_Passage to read:_
Among other events and conversations at COP28, the International Labour Organization (ILO) hosted a just transition pavilion with daily sessions and activities centered around supporting workers through a clean energy transition. You can read summaries, watch videos from the pavilion, and learn more.
On the upside, old coal plants often have rail and significant power infrastructure. On the downside, the sites are usually contaminated with coal ash, buried onsite for decades. With more of these buildings being shuttered throughout coal country, counties can apply for grants from local economic development agencies to do a feasibility study to discover how the buildings can be repurposed for a clean energy economy.
For jobless coal miners in Mingo County, West Virginia, a training program is restoring jobs and hope in Appalachian communities. Coalfield Development — a JTF grantee — is paying people to train for new jobs in construction, agriculture and solar installation. The effort so far has trained more than 2,500 people, created 800 jobs, and helped start 72 new businesses using $20 million in federal grants.

_Provided material:_
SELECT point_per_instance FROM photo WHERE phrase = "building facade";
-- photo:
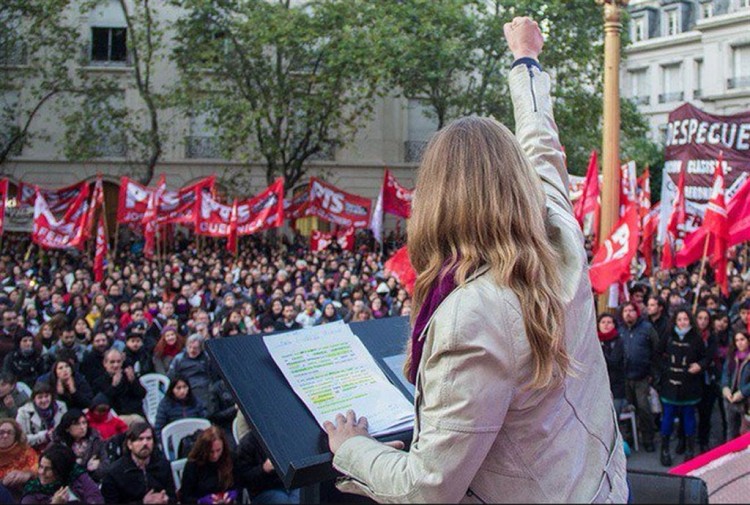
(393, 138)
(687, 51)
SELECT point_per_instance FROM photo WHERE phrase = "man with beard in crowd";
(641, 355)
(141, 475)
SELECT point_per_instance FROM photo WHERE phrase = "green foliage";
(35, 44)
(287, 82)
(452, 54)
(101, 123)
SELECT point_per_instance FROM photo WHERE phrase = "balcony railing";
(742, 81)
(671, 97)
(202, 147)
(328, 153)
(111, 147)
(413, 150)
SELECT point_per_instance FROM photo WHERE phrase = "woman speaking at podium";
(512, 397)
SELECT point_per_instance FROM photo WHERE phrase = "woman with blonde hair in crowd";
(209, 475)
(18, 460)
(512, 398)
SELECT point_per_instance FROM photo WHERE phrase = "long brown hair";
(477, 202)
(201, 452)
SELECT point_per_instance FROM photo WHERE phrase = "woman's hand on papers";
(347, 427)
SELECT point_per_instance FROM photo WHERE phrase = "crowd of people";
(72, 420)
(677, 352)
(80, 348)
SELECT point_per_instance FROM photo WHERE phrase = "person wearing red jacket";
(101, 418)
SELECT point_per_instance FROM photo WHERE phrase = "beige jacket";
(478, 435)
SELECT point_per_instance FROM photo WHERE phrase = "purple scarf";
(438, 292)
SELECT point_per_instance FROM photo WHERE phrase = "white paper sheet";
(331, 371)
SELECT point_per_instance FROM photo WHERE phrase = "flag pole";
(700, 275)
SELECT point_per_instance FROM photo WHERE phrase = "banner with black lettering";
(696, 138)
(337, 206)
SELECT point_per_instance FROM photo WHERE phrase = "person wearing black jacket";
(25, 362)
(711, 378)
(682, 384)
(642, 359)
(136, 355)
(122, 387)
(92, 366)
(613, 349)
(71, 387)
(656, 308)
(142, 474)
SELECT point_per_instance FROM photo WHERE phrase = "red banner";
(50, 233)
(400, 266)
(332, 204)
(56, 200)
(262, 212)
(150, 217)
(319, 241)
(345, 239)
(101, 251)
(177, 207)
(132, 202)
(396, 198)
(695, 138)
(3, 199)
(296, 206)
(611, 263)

---

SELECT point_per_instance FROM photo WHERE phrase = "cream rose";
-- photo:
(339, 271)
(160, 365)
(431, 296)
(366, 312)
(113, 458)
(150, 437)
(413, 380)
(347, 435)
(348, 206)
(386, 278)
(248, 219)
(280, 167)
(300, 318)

_Requirement:_ Quote the passage on coal communities and the clean energy transition, starting with "On the upside, old" and going on through "in federal grants.".

_Answer section:_
On the upside, old coal plants often have rail and significant power infrastructure. On the downside, the sites are usually contaminated with coal ash, buried onsite for decades. With more of these buildings being shuttered throughout coal country, counties can apply for grants from local economic development agencies to do a feasibility study to discover how the buildings can be repurposed for a clean energy economy.
For jobless coal miners in Mingo County, West Virginia, a training program is restoring jobs and hope in Appalachian communities. Coalfield Development — a JTF grantee — is paying people to train for new jobs in construction, agriculture and solar installation. The effort so far has trained more than 2,500 people, created 800 jobs, and helped start 72 new businesses using $20 million in federal grants.